▶ 任务要求
从下面这篇讲 GERALD07 解法的题解停下的地方接着往下写。

------ 正文 ------

Codechef 14.3 GERALD07 LCT+可持久化线段树
题目大意:
给定一张$n$个点$m$条边的无向图,图中可能存在重边和自环,现在有$q$个询问,每次询问只保留标号在$[l,r]$区间内的边时,图中连通块的个数。
数据范围$n,m,q\leq{2\times{10^5}}$。
算法讨论:
一开始有$n$个连通块,对于一个区间中的边,那些两个端点之前没有连通的边,加入后会使得连通块的数目减少1。
所以我们只需知道哪些边是在加入这条边之前两个端点不连通的。
我们按照标号加入每条边,维护关于标号的最大生成树,并在加入这条边的时候,记录删掉了哪条边。
考虑区间$[l,r]$中的一条边$x$,若其弹掉了边$y$,则证明必须加入$y$这条边以及若干条之后的边,$x$的两个端点才能连通。因此,若$y<l$,则此时$x$的两个端点不连通,对答案产生$-1$的贡献;否则$y\leq{l}$,说明$[l,r]$中只使用$x$之前的某些边已经能让$x$的两个端点连通,对答案没有贡献。
使用Link-Cut Tree维护每个点弹掉了哪条边,对于每次询问其实就是询问区间$[l,r]$中弹掉边的标号$<l$的边的数目,可以用可持久化线段树维护。
时间复杂度$O((n+m+q)\log n)$。
时空复杂度:
时间复杂度$O((n+m+q)\log n)$,空间复杂度$O(n+m\log m+q)$。
代码:
#include <cstdio>
#include <cctype>
#include <cstring>
#include <climits>
#include <iostream>
#include <algorithm>
using namespace std;
inline int getc() {
static const int L = 1 << 15;
static char buf[L], *S = buf, *T = buf;
if (S == T) { T = (S = buf) + fread(buf, 1, L, stdin); if (S == T) return EOF; }
return *S++;
}
inline int getint() {
int c;
while(!isdigit(c = getc()));
int tmp = c - '0';
while(isdigit(c = getc()))
tmp = (tmp << 1) + (tmp << 3) + c - '0';
return tmp;
}
char buf[2000000], *o = buf;
void output(int x) {
static int stack[100];
int top = 0;
for(; x; x /= 10)
stack[++top] = 48 + x % 10;
for(int i = top; i >= 1; --i)
*o++ = stack[i];
*o++ = '\n';
}
#define INF 0x3f3f3f3f
#define N 200010
#define M 200010
#define l ch[0]
#define r ch[1]
struct Node {
Node *ch[2], *pa;
int lab, Min;
bool rev;
Node():Min(INF),rev(0){}
bool d() { return this == pa->r; }
bool isRoot() { return this != pa->l && this != pa->r; }
inline void sc(Node* p, bool d) { ch[d] = p, p->pa = this; }
void RevIt() { rev ^= 1, swap(l, r); }
void up();
void down();
}Tnull, *null = &Tnull, mem[N + M], *C = mem, *Edge[M], *Point[N];
Node* Newnode(int _lab) {
C->l = C->r = C->pa = null;
C->lab = C->Min = _lab;
C->rev = 0;
return C++;
}
void Node::up() {
Min = lab;
if (l != null) Min = min(Min, l->Min);
if (r != null) Min = min(Min, r->Min);
}
void Node::down() {
if (rev) {
if (l != null) l->RevIt();
if (r != null) r->RevIt();
rev = 0;
}
}
void PushPath(Node *q) {
static Node* stack[N + M];
int top = 0;
while(!q->isRoot())

------ 数据部分 ------

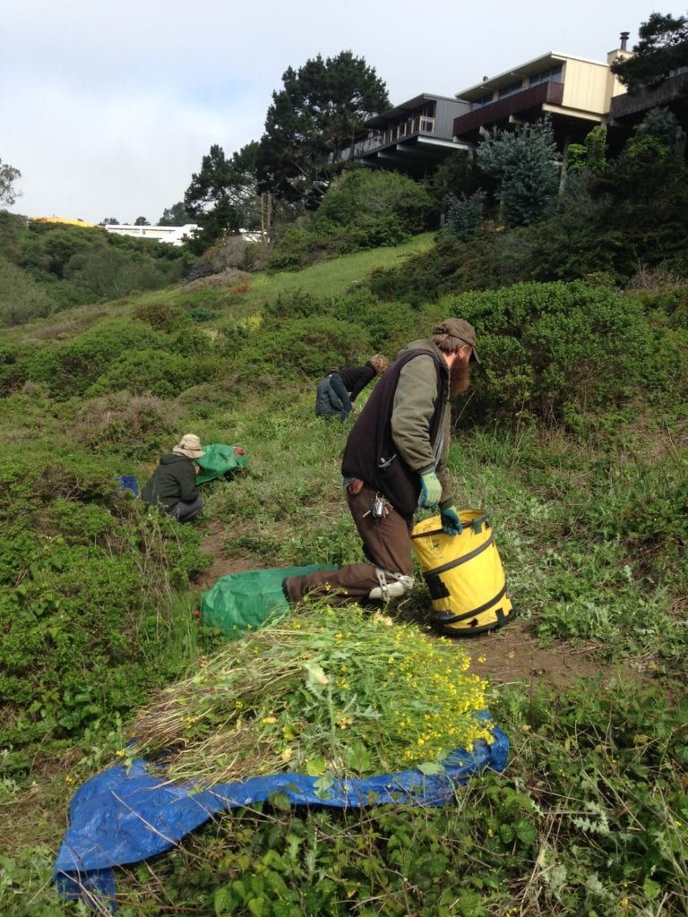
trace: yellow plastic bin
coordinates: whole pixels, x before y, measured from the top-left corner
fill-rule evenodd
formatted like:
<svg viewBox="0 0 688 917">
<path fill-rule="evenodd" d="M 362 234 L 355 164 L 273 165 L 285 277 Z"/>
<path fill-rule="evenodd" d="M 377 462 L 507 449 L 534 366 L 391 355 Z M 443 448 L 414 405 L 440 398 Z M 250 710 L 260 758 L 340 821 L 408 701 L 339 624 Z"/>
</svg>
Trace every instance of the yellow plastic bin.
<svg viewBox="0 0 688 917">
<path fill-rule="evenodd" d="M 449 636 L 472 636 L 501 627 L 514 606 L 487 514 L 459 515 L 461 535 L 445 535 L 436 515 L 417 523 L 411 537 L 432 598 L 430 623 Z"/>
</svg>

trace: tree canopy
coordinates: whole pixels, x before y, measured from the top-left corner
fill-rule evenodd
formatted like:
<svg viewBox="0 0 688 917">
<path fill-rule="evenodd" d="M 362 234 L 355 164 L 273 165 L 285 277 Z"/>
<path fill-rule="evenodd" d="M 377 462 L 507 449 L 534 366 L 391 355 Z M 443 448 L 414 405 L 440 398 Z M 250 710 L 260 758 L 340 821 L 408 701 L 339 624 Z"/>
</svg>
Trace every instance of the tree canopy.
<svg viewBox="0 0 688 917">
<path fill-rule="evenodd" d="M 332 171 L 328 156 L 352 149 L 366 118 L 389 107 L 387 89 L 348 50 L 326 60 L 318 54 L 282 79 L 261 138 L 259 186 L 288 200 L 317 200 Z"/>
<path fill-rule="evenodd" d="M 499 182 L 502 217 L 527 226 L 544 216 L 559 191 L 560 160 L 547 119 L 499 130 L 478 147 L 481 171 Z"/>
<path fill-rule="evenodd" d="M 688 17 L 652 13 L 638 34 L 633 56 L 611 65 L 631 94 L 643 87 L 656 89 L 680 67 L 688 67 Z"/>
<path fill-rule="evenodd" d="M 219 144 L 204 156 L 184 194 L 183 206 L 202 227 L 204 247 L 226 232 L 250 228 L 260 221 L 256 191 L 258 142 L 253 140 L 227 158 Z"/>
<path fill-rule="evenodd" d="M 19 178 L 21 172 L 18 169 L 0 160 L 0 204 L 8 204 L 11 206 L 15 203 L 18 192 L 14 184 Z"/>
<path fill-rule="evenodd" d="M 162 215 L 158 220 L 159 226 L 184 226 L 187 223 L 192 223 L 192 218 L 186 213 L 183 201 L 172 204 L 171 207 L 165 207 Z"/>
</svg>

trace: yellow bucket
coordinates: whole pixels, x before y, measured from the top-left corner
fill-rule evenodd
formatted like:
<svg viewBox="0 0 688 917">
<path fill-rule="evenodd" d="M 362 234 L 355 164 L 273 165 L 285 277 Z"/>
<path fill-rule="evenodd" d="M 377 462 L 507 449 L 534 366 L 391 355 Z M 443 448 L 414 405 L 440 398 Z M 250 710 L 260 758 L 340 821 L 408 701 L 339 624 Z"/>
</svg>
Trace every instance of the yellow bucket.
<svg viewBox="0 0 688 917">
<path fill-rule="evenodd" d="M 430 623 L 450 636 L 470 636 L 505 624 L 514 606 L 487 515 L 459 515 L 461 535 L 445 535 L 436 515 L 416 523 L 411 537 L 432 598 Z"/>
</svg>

------
------ 数据部分 ------

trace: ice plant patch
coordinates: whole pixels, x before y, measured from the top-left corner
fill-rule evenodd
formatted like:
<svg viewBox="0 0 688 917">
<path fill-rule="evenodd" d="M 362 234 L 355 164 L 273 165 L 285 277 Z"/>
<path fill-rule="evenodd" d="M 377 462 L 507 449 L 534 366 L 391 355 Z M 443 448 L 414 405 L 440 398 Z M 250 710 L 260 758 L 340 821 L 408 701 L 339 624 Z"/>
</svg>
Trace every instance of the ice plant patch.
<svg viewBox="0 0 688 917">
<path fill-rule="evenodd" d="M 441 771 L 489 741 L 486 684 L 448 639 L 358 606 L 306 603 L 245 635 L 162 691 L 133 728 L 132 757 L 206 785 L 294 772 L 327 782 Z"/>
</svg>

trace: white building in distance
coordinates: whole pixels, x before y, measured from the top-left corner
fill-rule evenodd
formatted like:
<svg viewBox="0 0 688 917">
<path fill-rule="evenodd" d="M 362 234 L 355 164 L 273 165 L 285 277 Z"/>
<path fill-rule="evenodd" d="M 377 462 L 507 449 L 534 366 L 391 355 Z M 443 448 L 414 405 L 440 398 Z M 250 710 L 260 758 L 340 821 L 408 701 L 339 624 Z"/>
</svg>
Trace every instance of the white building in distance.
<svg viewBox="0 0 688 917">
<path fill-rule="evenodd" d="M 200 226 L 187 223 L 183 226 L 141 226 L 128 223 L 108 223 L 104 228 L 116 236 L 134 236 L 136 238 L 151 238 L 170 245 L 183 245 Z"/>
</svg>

------

▶ 本题作答
stack[++top] = q, q = q->pa;
stack[++top] = q;
for(int i = top; i >= 1; --i)
stack[i]->down();
}
void Rot(Node *q) {
Node *f = q->pa;
bool d = q->d();
q->pa = f->pa;
if (!f->isRoot())
f->pa->ch[f->d()] = q;
f->sc(q->ch[!d], d);
f->up();
q->sc(f, !d);
}
void Splay(Node *q) {
PushPath(q);
while(!q->isRoot()) {
if (q->pa->isRoot())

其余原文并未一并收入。